Reading text
# '98 528i Sport Package



## rhinom67 (Mar 19, 2005)

I'm considering a 98 528i with 17 inch sport wheels, but it doesn't have the 3 prong steering wheel. Does this car have the real sport package or just the added wheels?


----------



## BMW528i_Bilal (Jan 17, 2005)

Added wheels. My friend has a 1998 528i with sports pkg with the 3 spoke sports steering wheel, and the 17" deepdish wheels, but didn't come with sports seats for some stupid reason. Adding sport wheels on the car doesn't mean that the car has "sports pkg". I have been in the same sitituation as you. Back when i was buying a car i saw a 99' 528i Black/black, sports pkg, and hi-fi sound system advertised in the autotrader, i called the dealer and he verified all was true in the ad, so i took an hour drive to the dealer once i got there i was dissapointed. The car was bone basic, not even the premium pkg or real leaher it had leatherette (cheap). i told off the dealer right there for wasting my time. the 17" inch sport alloys did look though. What my advise to you is, if your really interested in the car, get the VIN # call the dealer or BMW's Customer toll free number. They will tell you everything about the car, the options, where it was frist purchased and etc.


----------



## Wolfeman (Mar 19, 2005)

What does the sport package have? The 3-prong steering wheel and what?


----------



## markseven (Apr 30, 2004)

Wolfeman said:


> What does the sport package have? The 3-prong steering wheel and what?


Click Here

-Mark


----------



## 528i (May 1, 2004)

I'm not sure the 3 spoke wheel came in the 98 Sport pkg. In fact, I don't think it was around until 00 or 01.. Experts?


----------



## BMW528i_Bilal (Jan 17, 2005)

528i said:


> I'm not sure the 3 spoke wheel came in the 98 Sport pkg. In fact, I don't think it was around until 00 or 01.. Experts?


My friend has a 1998 528i with the sports pkg, and the 3 spoke sports steering wheel.


----------



## JY (May 6, 2003)

I have a 99 528 sport, came with 3 spoke steering wheel. built date was late 98.


528i said:


> I'm not sure the 3 spoke wheel came in the 98 Sport pkg. In fact, I don't think it was around until 00 or 01.. Experts?


----------



## markseven (Apr 30, 2004)

528i said:


> I'm not sure the 3 spoke wheel came in the 98 Sport pkg. In fact, I don't think it was around until 00 or 01.. Experts?


Josh,

Pre 2001 SP cars had the large hub (big airbag package) three spoke wheel.

(did you enter the design contest?)

Exercise task A
Swap "truck wheel" for "truck tire" in the entries between the start of the entries and the line holding "column 174, row 839", inclusive, and give those lines back with nothing else altered. Leave the pictures out.

Source data
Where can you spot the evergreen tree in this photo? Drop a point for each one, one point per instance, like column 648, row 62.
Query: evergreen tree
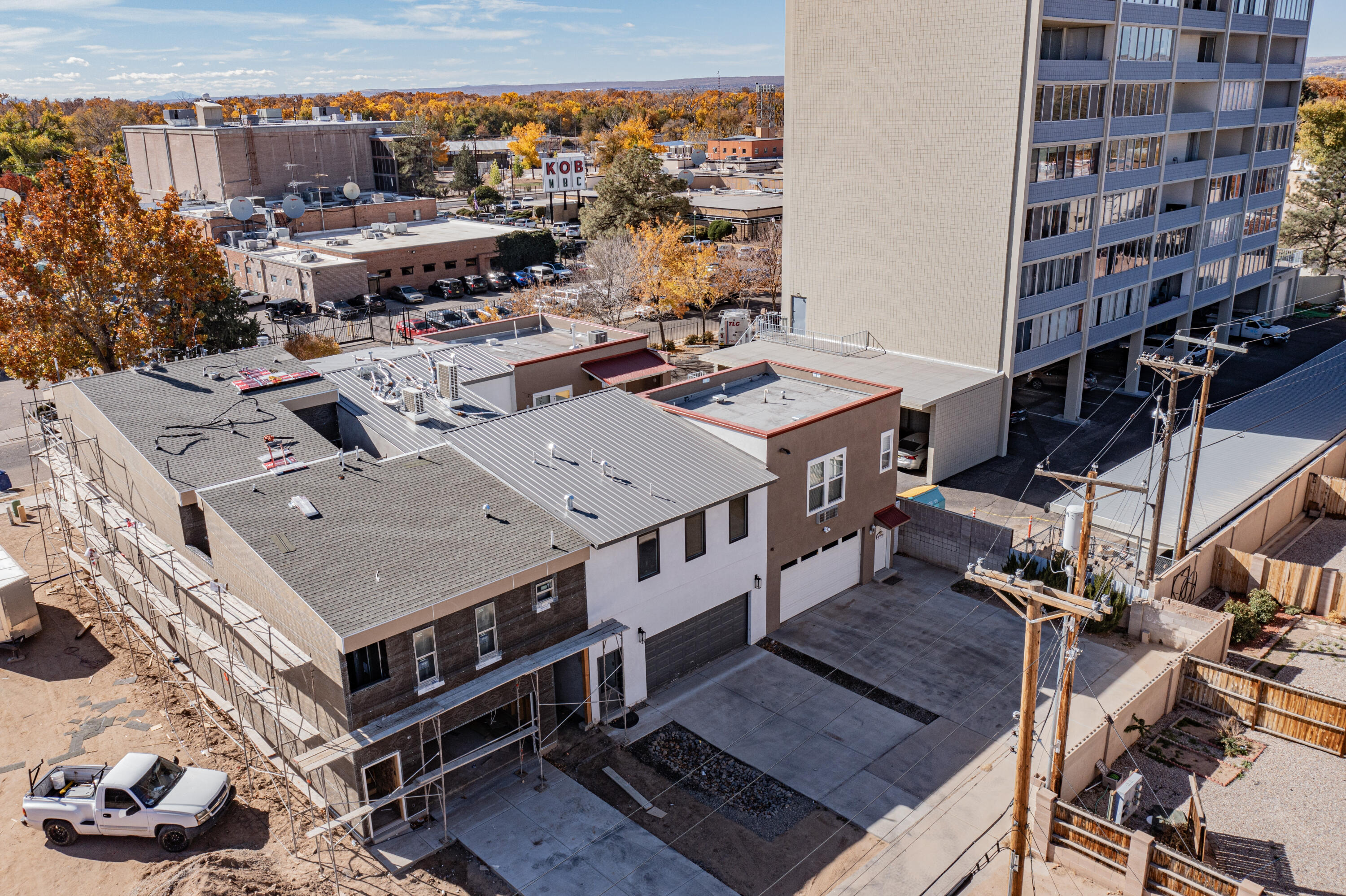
column 1317, row 220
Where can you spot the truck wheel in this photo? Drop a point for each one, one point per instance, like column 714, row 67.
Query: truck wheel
column 61, row 833
column 174, row 839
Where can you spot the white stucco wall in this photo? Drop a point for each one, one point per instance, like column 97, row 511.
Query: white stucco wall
column 682, row 590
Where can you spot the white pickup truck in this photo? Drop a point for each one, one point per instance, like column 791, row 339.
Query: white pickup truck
column 143, row 796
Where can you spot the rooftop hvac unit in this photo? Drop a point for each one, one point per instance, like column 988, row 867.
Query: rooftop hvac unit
column 414, row 405
column 446, row 373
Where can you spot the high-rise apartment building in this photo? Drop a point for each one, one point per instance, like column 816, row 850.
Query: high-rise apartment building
column 1036, row 182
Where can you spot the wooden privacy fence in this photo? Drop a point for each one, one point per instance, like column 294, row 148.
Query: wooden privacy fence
column 1326, row 494
column 1266, row 705
column 1314, row 588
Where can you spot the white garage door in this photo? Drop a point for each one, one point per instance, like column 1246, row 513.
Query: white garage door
column 815, row 579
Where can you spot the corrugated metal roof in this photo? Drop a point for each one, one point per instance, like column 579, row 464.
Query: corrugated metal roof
column 660, row 466
column 1248, row 448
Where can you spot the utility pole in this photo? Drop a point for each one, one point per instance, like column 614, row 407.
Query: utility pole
column 1033, row 595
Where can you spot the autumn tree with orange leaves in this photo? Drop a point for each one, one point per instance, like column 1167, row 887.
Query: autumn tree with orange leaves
column 91, row 282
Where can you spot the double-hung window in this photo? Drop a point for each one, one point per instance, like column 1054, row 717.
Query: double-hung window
column 827, row 481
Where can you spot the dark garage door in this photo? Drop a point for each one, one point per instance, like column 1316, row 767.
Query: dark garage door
column 696, row 642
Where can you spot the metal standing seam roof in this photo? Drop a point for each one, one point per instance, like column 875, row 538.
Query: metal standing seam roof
column 1248, row 448
column 661, row 467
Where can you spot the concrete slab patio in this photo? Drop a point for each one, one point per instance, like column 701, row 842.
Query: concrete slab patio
column 564, row 841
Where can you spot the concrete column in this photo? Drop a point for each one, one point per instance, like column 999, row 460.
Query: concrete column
column 1075, row 387
column 1138, row 863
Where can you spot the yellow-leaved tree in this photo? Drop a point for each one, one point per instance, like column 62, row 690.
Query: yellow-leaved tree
column 91, row 282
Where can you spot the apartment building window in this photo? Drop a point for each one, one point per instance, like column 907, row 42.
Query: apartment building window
column 1171, row 244
column 1213, row 274
column 1058, row 163
column 1274, row 136
column 486, row 645
column 1145, row 45
column 1060, row 218
column 1255, row 261
column 423, row 648
column 1049, row 327
column 1056, row 274
column 827, row 481
column 1225, row 187
column 1123, row 256
column 648, row 555
column 1072, row 43
column 367, row 665
column 1262, row 221
column 1237, row 95
column 1139, row 100
column 1116, row 306
column 694, row 540
column 1267, row 179
column 1134, row 152
column 738, row 518
column 1069, row 101
column 1128, row 206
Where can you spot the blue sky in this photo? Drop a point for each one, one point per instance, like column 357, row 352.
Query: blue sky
column 147, row 48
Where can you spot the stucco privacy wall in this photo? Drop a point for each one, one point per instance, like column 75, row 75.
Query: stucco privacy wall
column 1258, row 525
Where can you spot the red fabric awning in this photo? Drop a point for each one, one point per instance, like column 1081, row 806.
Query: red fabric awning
column 633, row 365
column 890, row 517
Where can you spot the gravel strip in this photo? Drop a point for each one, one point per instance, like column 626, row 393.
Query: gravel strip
column 1287, row 808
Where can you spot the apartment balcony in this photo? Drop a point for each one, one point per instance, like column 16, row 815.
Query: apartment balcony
column 1149, row 14
column 1176, row 171
column 1181, row 218
column 1285, row 72
column 1256, row 25
column 1190, row 120
column 1145, row 70
column 1198, row 70
column 1237, row 117
column 1132, row 126
column 1072, row 70
column 1228, row 165
column 1080, row 10
column 1278, row 115
column 1204, row 19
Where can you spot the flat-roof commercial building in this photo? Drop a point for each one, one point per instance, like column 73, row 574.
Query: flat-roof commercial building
column 1122, row 169
column 831, row 443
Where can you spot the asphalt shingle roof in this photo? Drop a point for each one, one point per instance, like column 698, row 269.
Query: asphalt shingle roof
column 661, row 467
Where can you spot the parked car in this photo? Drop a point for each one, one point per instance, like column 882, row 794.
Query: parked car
column 913, row 451
column 280, row 309
column 1057, row 376
column 369, row 302
column 143, row 796
column 447, row 288
column 338, row 310
column 412, row 329
column 411, row 295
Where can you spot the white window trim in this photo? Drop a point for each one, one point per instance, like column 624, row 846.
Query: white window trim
column 826, row 502
column 554, row 393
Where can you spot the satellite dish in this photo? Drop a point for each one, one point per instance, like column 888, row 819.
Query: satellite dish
column 241, row 208
column 293, row 206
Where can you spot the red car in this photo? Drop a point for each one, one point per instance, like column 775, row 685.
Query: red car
column 411, row 329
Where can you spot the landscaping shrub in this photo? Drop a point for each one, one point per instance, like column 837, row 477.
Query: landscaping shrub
column 1263, row 605
column 1245, row 625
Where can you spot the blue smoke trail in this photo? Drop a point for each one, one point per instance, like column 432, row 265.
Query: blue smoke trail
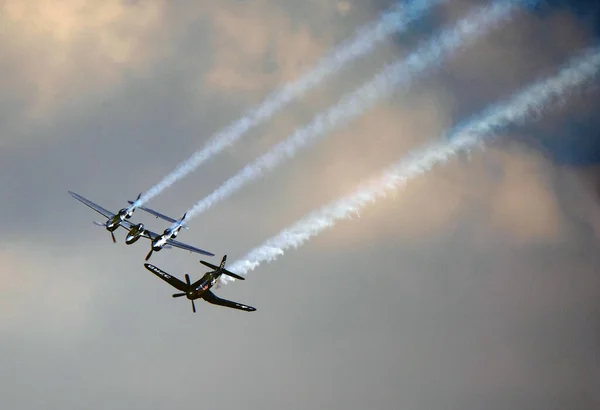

Exercise task B
Carry on the thread about the '98 528i sport package from its final post.

Right answer A
Where can you spot the evergreen tree in this photo? Drop a point for each one, one point per instance, like column 648, row 62.
Query: evergreen tree
column 1317, row 220
Where can you spot the truck tire in this photo? Drop a point for each one, one point per instance, like column 714, row 67.
Query: truck tire
column 61, row 833
column 174, row 839

Right answer B
-Mark


----------



## 528i (May 1, 2004)

Hmm, I have a 98 with sport pkg, and mine came with the 4 spoke originally. I have the 3 spoke now of course, cause motatti rocks, but it originally had the 4 spoke.



markseven said:


> (did you enter the design contest?)
> 
> -Mark


Heh, ya. I got the details, but I haven't even thought of anything let alone started working on a template. I'm lazy


----------



## markseven (Apr 30, 2004)

528i said:


> Hmm, I have a 98 with sport pkg, and mine came with the 4 spoke originally. I have the 3 spoke now of course, cause motatti rocks, but it originally had the 4 spoke


I stand corrected. I was under the impression that all SP cars came with the ///M three spoke. Did your four spoke have the ///M badge and red and blue stitching?

-Mark


----------



## gr8330 (Mar 31, 2002)

markseven said:


> I stand corrected. I was under the impression that all SP cars came with the ///M three spoke. Did your four spoke have the ///M badge and red and blue stitching?
> 
> -Mark


 no M badge just 4 spokes on mine


----------



## Rgol (Nov 22, 2002)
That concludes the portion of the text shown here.